▸ WHAT IS REQUIRED: What lines in the entries below contain the word "side"? Copy all of them.

*** Opening MATERIAL FOR THIS EXERCISE ***

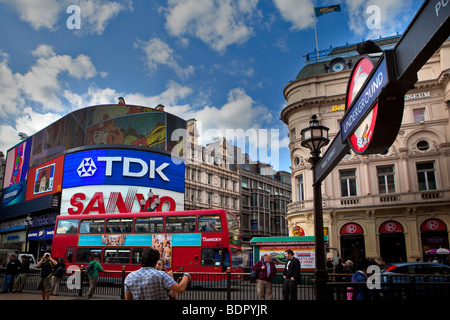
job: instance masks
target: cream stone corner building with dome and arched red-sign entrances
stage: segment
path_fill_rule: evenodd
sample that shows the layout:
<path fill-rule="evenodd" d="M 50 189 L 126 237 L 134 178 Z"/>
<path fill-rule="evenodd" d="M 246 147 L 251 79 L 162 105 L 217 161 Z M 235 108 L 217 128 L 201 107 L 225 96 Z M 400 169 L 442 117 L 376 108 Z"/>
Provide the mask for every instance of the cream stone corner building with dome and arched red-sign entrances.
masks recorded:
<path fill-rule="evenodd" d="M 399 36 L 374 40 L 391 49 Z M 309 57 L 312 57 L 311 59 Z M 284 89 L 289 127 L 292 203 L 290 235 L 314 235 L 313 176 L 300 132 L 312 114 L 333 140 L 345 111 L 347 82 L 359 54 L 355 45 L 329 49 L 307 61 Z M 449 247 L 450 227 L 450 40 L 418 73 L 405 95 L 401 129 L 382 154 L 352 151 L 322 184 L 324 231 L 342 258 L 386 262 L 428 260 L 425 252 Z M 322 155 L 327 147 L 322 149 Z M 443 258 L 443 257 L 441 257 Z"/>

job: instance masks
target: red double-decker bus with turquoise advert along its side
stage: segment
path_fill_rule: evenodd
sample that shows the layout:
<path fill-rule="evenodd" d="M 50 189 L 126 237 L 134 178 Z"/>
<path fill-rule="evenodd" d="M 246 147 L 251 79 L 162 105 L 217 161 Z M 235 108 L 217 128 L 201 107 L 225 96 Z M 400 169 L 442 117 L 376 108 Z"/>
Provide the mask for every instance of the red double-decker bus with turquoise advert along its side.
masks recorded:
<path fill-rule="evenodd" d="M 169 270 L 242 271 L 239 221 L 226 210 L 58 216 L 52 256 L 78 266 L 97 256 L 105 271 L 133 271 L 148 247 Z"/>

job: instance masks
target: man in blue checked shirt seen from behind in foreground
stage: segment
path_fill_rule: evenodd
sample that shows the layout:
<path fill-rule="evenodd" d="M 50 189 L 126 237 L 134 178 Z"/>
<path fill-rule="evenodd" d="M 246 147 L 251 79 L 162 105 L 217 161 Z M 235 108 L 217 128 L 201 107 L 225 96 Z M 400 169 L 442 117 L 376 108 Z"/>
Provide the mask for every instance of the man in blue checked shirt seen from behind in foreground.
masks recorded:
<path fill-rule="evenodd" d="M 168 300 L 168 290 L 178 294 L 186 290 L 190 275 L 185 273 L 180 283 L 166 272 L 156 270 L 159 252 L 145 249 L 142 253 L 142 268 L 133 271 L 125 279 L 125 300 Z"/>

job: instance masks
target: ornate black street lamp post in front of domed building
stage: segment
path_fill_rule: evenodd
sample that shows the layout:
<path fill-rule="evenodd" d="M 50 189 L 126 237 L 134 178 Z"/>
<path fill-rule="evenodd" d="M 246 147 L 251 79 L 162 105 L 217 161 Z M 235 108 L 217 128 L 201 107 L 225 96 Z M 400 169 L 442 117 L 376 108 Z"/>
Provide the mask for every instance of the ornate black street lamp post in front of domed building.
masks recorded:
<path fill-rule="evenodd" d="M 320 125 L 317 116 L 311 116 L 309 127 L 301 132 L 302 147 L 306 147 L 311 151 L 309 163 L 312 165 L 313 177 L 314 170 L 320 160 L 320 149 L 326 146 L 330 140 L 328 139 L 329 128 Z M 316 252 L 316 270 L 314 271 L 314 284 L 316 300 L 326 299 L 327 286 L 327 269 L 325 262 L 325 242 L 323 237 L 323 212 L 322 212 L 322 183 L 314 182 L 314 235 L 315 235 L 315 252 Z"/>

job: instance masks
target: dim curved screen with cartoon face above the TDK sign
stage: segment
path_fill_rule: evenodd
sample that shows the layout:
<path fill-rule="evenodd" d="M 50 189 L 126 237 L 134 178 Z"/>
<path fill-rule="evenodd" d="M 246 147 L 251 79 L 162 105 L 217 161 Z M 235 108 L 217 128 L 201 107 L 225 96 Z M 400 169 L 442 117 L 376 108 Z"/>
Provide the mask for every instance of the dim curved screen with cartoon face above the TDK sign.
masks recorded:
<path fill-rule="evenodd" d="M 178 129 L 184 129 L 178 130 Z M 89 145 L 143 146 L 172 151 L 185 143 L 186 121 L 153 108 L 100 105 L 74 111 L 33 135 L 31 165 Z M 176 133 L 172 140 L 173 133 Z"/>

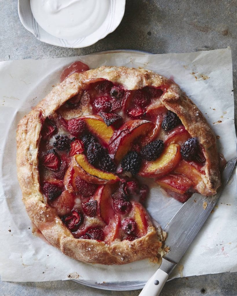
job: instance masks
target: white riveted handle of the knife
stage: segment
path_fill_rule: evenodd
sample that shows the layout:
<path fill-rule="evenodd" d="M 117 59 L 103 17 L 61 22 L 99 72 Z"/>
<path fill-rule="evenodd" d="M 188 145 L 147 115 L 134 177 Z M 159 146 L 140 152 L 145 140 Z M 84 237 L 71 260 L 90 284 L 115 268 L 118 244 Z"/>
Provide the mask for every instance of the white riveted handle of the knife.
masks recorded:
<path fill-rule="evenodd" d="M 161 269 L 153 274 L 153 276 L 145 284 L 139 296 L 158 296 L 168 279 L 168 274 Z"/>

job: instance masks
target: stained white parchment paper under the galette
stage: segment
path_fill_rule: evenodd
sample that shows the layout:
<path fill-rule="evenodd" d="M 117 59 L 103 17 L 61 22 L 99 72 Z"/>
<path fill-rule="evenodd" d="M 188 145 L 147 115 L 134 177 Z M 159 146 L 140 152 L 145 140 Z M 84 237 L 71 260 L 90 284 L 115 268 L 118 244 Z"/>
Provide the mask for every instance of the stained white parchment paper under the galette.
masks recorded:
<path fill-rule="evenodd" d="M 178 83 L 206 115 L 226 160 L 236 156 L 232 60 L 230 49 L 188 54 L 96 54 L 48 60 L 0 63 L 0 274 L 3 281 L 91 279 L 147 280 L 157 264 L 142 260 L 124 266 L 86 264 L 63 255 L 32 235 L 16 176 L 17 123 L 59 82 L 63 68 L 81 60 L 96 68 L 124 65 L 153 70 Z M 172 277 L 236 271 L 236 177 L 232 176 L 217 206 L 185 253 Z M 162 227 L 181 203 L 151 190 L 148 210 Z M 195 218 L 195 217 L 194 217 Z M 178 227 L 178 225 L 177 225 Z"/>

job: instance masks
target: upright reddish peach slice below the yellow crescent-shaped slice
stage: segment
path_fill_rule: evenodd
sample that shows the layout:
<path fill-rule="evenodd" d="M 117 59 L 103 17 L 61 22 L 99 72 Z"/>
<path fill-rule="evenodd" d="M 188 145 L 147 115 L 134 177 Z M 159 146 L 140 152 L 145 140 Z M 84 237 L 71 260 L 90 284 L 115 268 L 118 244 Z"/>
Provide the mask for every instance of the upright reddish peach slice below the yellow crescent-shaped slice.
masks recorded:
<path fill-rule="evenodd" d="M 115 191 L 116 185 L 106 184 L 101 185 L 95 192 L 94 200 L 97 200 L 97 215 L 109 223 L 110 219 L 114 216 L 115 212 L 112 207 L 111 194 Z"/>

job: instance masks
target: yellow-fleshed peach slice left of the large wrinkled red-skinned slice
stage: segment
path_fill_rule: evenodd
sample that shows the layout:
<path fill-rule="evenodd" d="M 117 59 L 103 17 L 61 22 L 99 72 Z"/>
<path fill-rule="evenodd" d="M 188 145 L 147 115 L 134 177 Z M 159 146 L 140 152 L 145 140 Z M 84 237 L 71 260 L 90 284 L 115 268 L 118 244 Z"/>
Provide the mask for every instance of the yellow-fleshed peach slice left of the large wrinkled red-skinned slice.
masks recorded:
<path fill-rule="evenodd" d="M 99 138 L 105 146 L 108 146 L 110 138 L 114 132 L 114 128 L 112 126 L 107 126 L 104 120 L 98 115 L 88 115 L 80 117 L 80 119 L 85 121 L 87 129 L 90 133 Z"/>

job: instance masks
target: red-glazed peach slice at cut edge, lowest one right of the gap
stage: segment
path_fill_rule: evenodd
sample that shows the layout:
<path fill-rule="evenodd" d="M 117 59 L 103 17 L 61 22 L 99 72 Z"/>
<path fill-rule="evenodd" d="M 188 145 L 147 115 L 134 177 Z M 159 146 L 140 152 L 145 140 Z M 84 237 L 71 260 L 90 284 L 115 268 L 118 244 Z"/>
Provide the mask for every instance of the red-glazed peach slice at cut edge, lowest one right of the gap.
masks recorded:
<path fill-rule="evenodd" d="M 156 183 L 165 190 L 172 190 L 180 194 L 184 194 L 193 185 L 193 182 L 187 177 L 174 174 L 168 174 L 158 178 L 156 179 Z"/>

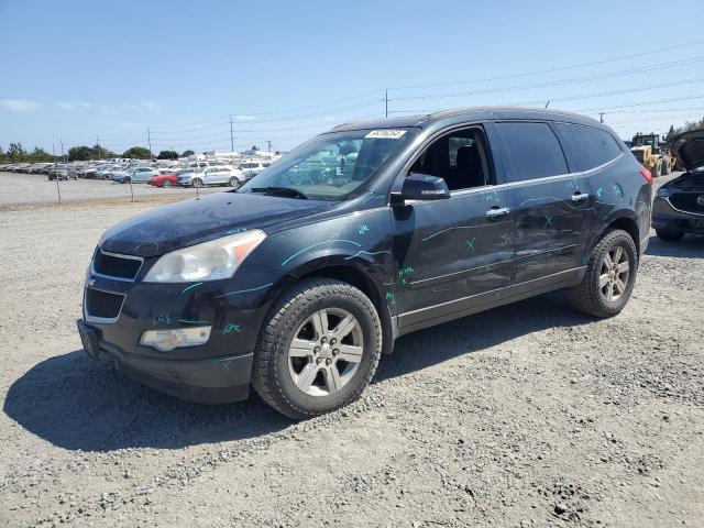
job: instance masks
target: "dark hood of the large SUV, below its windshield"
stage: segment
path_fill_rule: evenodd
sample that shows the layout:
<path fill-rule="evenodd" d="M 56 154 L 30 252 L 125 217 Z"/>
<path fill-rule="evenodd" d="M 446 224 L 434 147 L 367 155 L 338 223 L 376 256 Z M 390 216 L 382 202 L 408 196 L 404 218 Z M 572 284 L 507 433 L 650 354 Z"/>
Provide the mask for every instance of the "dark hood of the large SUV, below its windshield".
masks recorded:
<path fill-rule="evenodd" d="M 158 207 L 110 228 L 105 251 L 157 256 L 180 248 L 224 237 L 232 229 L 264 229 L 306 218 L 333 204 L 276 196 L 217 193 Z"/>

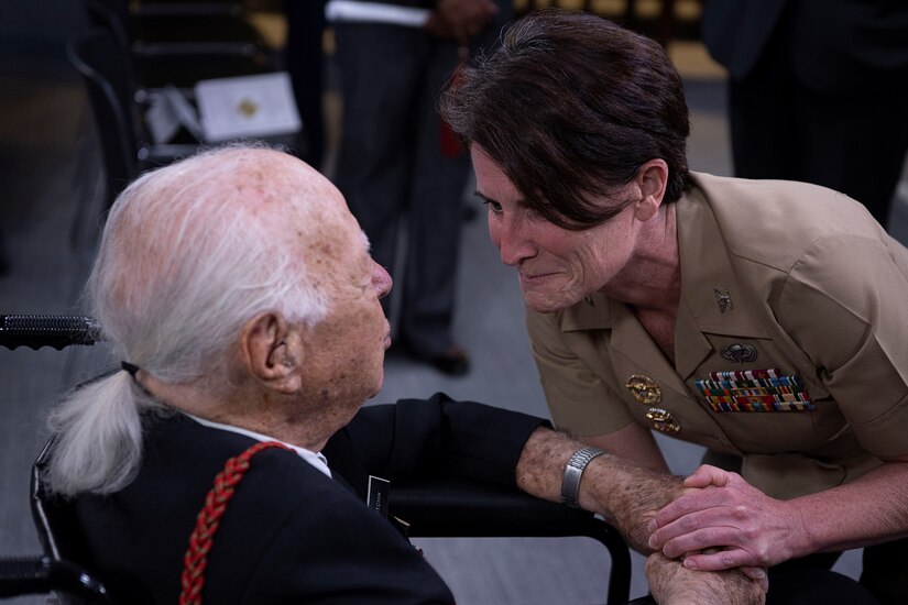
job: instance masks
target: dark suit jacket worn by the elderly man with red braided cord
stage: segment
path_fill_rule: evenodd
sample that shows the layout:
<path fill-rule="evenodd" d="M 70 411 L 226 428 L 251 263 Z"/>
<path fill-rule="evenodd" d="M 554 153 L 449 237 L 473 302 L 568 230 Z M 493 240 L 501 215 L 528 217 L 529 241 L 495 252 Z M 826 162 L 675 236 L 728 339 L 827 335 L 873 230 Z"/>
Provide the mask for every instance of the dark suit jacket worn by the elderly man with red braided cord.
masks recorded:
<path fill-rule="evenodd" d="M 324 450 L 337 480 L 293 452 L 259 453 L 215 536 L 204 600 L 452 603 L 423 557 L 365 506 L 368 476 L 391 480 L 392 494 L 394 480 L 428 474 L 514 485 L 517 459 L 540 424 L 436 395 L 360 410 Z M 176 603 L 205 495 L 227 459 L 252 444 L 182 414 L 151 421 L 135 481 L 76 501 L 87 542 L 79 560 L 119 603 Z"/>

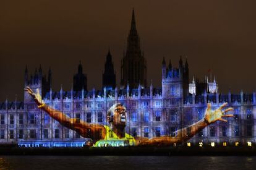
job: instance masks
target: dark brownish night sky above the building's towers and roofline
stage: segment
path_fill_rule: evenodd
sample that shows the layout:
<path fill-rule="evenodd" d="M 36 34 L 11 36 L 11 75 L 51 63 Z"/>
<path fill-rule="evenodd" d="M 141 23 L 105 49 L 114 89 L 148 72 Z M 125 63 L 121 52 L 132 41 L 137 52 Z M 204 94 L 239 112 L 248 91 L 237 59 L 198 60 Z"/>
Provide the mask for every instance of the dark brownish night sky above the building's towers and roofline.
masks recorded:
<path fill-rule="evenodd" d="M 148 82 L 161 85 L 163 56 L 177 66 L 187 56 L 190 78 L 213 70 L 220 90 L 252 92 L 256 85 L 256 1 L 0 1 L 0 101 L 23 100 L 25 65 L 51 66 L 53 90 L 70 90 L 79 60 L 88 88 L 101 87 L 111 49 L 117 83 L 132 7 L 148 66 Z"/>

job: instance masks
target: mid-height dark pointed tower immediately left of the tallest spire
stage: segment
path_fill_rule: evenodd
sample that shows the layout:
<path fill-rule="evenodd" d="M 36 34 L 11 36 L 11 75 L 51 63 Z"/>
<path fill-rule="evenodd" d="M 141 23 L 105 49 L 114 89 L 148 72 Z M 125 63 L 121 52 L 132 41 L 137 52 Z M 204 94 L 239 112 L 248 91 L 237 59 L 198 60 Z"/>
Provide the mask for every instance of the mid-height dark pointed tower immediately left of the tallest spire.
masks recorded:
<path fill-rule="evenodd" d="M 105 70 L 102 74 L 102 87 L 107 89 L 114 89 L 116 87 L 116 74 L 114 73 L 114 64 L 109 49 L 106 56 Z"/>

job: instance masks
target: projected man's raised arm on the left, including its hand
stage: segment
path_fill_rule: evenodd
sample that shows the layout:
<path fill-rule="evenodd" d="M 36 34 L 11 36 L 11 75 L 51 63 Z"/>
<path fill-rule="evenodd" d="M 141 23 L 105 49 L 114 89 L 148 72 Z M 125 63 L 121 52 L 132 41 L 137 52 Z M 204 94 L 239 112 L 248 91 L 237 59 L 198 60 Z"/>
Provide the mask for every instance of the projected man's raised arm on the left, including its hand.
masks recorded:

*** Closing MATERIAL FOR THIS EXERCISE ***

▸ ANSWER TO THIS PROBLEM:
target: red double-decker bus with turquoise advert along its side
Provide the mask for every instance of the red double-decker bus with turquoise advert along its side.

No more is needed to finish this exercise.